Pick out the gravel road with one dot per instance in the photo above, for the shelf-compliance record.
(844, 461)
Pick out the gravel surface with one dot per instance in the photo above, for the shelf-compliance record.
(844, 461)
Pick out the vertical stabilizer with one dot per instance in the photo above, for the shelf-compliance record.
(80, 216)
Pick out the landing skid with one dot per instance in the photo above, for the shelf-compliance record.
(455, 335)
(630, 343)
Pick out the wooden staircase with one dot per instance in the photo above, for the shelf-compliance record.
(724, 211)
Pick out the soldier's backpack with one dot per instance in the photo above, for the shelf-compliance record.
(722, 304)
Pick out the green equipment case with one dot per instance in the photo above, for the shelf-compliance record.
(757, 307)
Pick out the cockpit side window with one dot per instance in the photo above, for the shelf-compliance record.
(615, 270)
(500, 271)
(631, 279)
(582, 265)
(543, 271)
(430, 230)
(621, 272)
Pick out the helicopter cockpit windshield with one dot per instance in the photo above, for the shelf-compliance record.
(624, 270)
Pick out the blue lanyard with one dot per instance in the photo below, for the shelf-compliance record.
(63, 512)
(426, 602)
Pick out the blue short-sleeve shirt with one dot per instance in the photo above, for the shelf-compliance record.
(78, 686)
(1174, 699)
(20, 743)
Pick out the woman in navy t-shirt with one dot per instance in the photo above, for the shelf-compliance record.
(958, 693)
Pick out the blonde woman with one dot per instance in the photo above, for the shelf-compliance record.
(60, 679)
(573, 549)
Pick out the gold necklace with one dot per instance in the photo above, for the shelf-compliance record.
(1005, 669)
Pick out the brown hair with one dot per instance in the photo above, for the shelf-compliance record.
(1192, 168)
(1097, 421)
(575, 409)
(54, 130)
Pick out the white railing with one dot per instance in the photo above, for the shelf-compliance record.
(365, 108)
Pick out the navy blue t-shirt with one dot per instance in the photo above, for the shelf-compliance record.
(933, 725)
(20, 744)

------------------------

Repeat the records above exactly, leaving none out.

# Answer for the task
Pick out the gravel road with one dot per instance in the photo above, for the shelf-compliance record.
(844, 461)
Pick out the gravel surface with one dot per instance in the photo above, for the shelf-compliance record.
(844, 461)
Pick out the vertical stabilizer with one dot per instance in the photo above, for the shelf-compliance record.
(80, 216)
Pick out the landing skid with one dot per instance in the photo above, for the shelf-compliance record.
(455, 335)
(630, 343)
Pick out the wooden staircase with one dot per instance in the photo above, for the shelf-compliance record.
(724, 211)
Pick out the soldier's backpack with one dot per instance in the photo above, for the shelf-compliance record.
(722, 304)
Pick out the green equipment case with one dot per instance in the photo above, for the shelf-compliance record.
(757, 307)
Pick out the cockpit side window with one dot per instance in the photo above, for the shelf-compliance record.
(615, 270)
(500, 271)
(631, 279)
(582, 265)
(543, 271)
(430, 230)
(621, 272)
Pick out the helicopter cockpit windshield with one dot per instance in the photo above, for the shelf-compliance record.
(624, 270)
Pick out the blue lanyard with one dot per instance in the photo below, for the shelf-compliance record.
(63, 512)
(426, 602)
Pick out the blue short-sleeve shirt with one dot per instance in the photo above, for the shelf-compliance record.
(78, 686)
(1174, 699)
(20, 743)
Pick out the woman in navy t-shirt with one dot per instance in the photo above, for the shelf-compliance record.
(958, 693)
Pick out the blonde woman with one dot per instance in the photo above, for the shelf-compliance record.
(60, 679)
(573, 549)
Pick out the gold necklace with one dot per instance in the photo above, for the shelf-compliance record.
(1005, 669)
Pick out the brown hair with one dot per instance in the photo above, for the shelf-compliance record.
(1192, 168)
(1097, 421)
(575, 409)
(54, 130)
Pick out the white railing with one dot per instance in the photo above, for the shelf-compliance record.
(365, 108)
Pick out the navy blue t-shirt with one dot per instance in the photo above, for the shelf-compliance record.
(933, 725)
(20, 744)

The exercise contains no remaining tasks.